## Text segment

::::::

Sunday, March 14, 2010
One of my hockey teams (the last one standing for the winter season) won their semi-final game today and we are in the final! It is a best of 3, so I'm hoping I might be able to come back for game 2 on March 27. I was told 6-8 weeks of recovery by the knee/sports doctor, and that will be exactly 9 weeks since I partially tore my MCL (medial collateral ligament) on January 23 at the Vegas women's tournament. That will be after 4 weeks of physical therapy as well. I woke the huge knee brace for a month, but got to stop wearing it a little over a week ago. I will of course go by what my physical therapist says. If she doesn't think I'm ready to play I won't.
I'm going crazy though. Hockey is my stress release, and without it I am crawling the walls. I feel anxious, crabby from the pain and soreness, and depressed. When I go to games to support my teams I feel like I'm going to cry watching them because I want to be out there so bad. Plus I just have this sense of unease that has nothing to do with hockey. Last December I suddenly seemed to be on the edge of recovering memories. I was having nightmares that I would wake up from feeling that someone was in my bedroom. These came with feelings of overwhelming terror and oppression. That seemed to be the whole nightmare, or at least all I can ever remember- the feelings and the sense that someone was coming into my room, and heaviness. Suffocating, dying slowly because I couldn't breathe. The nightmares went away, but now they are back. It is the hardest thing for me to come back to reality when I wake up this way, and more and more I feel like I have one foot in that place in my mind- a dark wordless chasm, a place I went to before I had language and a way to understand what was happening to me.
I don't know if I will actually recover memories that are more detailed or concrete than these. It could be that because I was so young I wasn't able to form what we think of as memories. The time I lost was from before I was 6 or 7 years old. I think that's how old I was when I overheard my parents having heated conversations about something my dad was doing to me that had my mom in a panic. Those memories are very clear. I also have clear memories of how fearful I was of my dad coming in my room, especially at night. Then there is the nightmares, the phobia of suffocating in my sleep, and just all those feelings of terror and dread about going to sleep. I really have no idea how much more I will remember. I just know that there are things in my subconscious that exist, and are bleeding into my conscious mind. It is in the form of questions, anxiety, and fear. They sit with me, like a pet that lies on my lap and can't tell me what it wants.

::::::

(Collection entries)
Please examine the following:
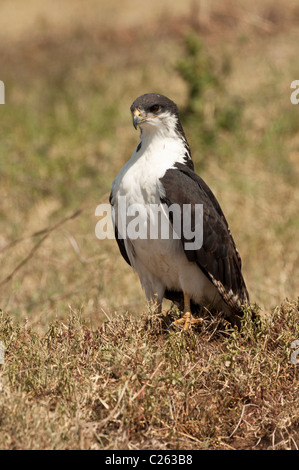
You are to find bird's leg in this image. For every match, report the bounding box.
[173,293,202,331]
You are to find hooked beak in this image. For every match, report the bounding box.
[132,108,144,129]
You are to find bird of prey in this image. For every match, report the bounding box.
[110,93,249,330]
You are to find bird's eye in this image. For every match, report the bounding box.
[150,104,160,113]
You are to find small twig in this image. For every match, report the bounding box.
[130,360,164,403]
[228,403,259,438]
[0,209,82,287]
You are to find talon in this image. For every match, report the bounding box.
[172,294,203,331]
[171,312,203,331]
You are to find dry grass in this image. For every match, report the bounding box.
[0,303,299,450]
[0,0,299,449]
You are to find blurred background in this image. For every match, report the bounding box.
[0,0,299,329]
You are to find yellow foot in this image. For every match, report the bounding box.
[173,312,203,331]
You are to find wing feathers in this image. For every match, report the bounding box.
[161,164,249,310]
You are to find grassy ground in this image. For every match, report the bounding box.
[0,0,299,449]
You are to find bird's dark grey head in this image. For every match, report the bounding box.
[130,93,184,136]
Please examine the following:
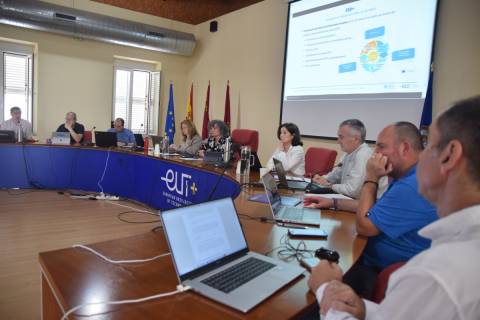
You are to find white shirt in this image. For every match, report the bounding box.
[267,146,305,176]
[317,205,480,320]
[323,143,388,199]
[0,119,32,139]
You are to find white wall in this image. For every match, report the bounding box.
[0,0,193,141]
[188,0,480,163]
[0,0,480,157]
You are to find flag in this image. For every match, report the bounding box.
[420,62,433,127]
[223,81,230,127]
[185,83,193,122]
[202,81,210,139]
[164,82,175,144]
[237,91,241,129]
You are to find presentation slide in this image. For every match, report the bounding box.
[282,0,437,140]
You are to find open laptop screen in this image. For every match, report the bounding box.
[162,198,247,277]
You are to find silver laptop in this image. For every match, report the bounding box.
[52,132,70,145]
[262,173,321,226]
[161,198,305,312]
[273,158,309,190]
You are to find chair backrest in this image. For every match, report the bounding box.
[305,147,337,177]
[232,129,258,152]
[371,261,406,303]
[83,131,92,143]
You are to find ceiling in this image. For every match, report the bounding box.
[89,0,262,25]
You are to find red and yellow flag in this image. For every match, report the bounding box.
[186,83,193,122]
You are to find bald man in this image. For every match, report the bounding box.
[309,96,480,320]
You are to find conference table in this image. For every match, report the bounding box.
[0,144,366,320]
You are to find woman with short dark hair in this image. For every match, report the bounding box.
[267,123,305,176]
[199,120,230,157]
[170,120,202,155]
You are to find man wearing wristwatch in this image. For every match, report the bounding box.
[57,112,85,144]
[305,122,438,299]
[308,96,480,320]
[312,119,387,199]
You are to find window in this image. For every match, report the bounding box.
[0,42,33,122]
[112,61,160,135]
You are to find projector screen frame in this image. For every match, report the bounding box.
[279,0,442,143]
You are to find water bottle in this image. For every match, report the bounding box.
[223,137,232,163]
[17,126,23,143]
[161,137,170,154]
[143,136,149,154]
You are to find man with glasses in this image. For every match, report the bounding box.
[0,107,32,141]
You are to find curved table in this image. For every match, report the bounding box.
[0,145,366,319]
[0,144,240,210]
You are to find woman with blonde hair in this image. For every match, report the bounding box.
[170,120,202,155]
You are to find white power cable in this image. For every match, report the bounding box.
[72,244,170,264]
[97,148,110,195]
[106,200,160,216]
[61,284,191,320]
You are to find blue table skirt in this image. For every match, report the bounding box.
[0,144,240,210]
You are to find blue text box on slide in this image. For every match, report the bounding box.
[338,62,357,73]
[392,48,415,61]
[365,27,385,39]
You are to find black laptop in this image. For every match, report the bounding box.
[0,130,17,143]
[203,151,223,164]
[273,158,309,191]
[95,131,117,148]
[133,133,144,149]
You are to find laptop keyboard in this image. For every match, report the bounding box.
[281,207,303,220]
[201,257,275,293]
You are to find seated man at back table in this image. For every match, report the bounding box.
[108,118,135,147]
[0,107,32,140]
[312,119,388,199]
[309,96,480,320]
[305,122,437,299]
[57,111,85,144]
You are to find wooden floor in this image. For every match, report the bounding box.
[0,190,157,320]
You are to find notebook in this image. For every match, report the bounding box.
[161,198,304,312]
[262,173,321,226]
[273,158,309,190]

::::::

Decide whether each statement below agrees with the blog post about the hockey injury. For each, answer yes or no and quote the words from the post that decide it. (a) The writer's knee injury happened at the Vegas women's tournament. (b) The writer is still wearing the knee brace. (c) The final is decided by a single game.

## Answer to the problem
(a) Yes: "partially tore my MCL (medial collateral ligament) on January 23 at the Vegas women's tournament"
(b) No: "got to stop wearing it a little over a week ago"
(c) No: "It is a best of 3"